__Quoted passage__.
================
Photo by PoPville flickr user Joe Flood
I’ve recently been a victim of domestic violence, and I spent weeks trying to figure out what I needed to do to help myself and where I could go to do just that. Trying to navigate uncharted legal territory when you’re confused and scared for your own safety is NOT fun. There are plenty of great resources and options for domestic violence victims in DC, but it took a lot of work and dedication to figure out what they are. I decided to compile a list of the resources and information that I found throughout my process in hopes that it might help someone else in the future. There are probably more resources out there, but these are the ones I know of:
Some awesome resources
DC Safe: If you need to get a restraining order (see below on this) the Domestic Violence Unit at the DC Courthouse SHOULD refer you to a group called DC Safe. If they don’t, contact them yourself (walk-in office hours 8:30am-4pm M-F; DC Superior Courthouse: 500 Indiana Avenue NW, Suite 4550 and United Medical Center: 1320 Southern Ave SE, Room 311). They will provide you with information about other resources, assign you an advocate to help you with your case, and answer any questions you might have. They can’t provide legal advice, but they will try to put you in touch with a pro-bono lawyer if you want them to.
DCVLP: The D.C. Volunteer Lawyers Project . This is an AMAZING resource for many reasons. They represent domestic violence victims pro-bono. They offer a free legal clinic for domestic violence victims every week. They are super serious and dedicated to helping victims.
================
__Problem 1__.
Answer these about the DC domestic violence resources post:
(a) What did the writer decide to put together to help someone else in the future?
(b) During what hours and days does DC Safe hold walk-in office hours?
(c) How often does the D.C. Volunteer Lawyers Project offer its free legal clinic for domestic violence victims?
__Problem 2__.
Write the next part of the DC domestic violence resources post, picking up after its last paragraph.
The rows aren't needed for the work on the DC domestic violence resources post.

Dataset rows:
================
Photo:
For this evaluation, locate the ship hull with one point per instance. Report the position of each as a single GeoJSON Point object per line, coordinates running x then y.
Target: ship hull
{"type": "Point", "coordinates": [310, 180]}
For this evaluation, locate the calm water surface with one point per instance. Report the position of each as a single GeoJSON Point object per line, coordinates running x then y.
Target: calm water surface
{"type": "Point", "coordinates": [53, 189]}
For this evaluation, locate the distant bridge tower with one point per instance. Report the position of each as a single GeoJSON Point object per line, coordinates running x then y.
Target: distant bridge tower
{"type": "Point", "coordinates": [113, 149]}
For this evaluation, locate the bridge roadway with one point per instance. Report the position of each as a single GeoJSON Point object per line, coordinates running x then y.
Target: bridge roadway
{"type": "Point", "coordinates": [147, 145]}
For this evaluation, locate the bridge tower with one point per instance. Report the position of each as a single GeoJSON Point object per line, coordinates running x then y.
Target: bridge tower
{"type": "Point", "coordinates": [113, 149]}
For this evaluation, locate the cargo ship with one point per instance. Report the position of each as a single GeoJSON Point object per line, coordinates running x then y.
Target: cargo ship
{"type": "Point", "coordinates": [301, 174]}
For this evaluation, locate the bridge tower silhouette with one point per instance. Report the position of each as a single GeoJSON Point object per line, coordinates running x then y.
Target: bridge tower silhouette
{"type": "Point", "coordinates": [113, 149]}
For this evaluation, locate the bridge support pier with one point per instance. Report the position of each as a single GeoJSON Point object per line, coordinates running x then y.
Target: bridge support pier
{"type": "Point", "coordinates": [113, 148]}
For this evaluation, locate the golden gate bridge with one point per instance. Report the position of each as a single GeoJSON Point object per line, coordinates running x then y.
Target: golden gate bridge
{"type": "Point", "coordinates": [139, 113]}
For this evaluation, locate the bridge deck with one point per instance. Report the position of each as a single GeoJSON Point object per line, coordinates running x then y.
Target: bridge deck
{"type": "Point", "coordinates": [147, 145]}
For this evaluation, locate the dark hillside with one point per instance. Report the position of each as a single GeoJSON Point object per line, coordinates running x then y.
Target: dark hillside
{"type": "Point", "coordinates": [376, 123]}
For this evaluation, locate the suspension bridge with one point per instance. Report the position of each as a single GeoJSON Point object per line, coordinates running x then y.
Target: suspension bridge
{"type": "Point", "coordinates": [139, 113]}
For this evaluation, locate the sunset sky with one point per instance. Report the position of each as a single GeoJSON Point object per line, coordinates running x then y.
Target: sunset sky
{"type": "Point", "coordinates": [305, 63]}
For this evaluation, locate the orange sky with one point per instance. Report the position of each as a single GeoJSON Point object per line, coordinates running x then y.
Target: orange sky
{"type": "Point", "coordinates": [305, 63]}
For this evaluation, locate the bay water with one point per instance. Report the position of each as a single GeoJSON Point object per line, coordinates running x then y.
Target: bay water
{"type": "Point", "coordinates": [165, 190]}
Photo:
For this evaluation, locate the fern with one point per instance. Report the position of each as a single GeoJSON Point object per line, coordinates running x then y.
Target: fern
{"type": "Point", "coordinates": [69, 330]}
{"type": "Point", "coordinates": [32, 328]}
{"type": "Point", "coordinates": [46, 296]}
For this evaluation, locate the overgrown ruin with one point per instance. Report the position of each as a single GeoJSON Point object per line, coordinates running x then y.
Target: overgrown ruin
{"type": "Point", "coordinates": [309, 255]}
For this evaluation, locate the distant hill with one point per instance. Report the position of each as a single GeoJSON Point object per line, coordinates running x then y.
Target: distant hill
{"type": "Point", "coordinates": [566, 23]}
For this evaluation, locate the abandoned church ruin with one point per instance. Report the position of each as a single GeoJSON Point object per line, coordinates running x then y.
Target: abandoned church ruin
================
__Expected output 1__.
(a) A list of the resources and information the writer found throughout the process.
(b) 8:30am to 4pm, Monday through Friday.
(c) Every week.

__Expected output 2__.
The Women’s Center: The Women’s Center has locations in Vienna, VA and downtown DC. They provide counseling to abuse and assault victims, educational programs, group therapy sessions, and much more.
DASH: District Alliance for Safe Housing provides safe housing for domestic violence victims in DC.
MSP: My Sister’s Place also provides safe housing for domestic violence victims
Crime Victims Compensation Fund: If you have incurred expenses because you’ve been a victim of a crime (hospital bills, changing your locks, relocating, theft, etc.), you can apply to this fund for reimbursement or direct payment of your expenses. They’ll cover up to a certain amount depending on the expense type, but they will pay for a LOT of various things.
Doorways (In Arlington, VA):
Doorways helps with homelessness, domestic violence, and sexual assault. They have a 24 hour hotline, should you have any questions or concerns. They have 2 safe houses, offer court advocacy assistance, financial planning assistance, and more.
LawHelp.org info: Website with a lot of good, general information on domestic violence, getting help, and preparing for court.
Civil Protection Orders (Restraining Orders)
If you need to get a restraining order against someone (a temporary protection order, or TPO), go to the DC Superior Courthouse at 500 Indiana Ave NW. Go the Domestic Violence unit on the 4th floor to fill out the paperwork.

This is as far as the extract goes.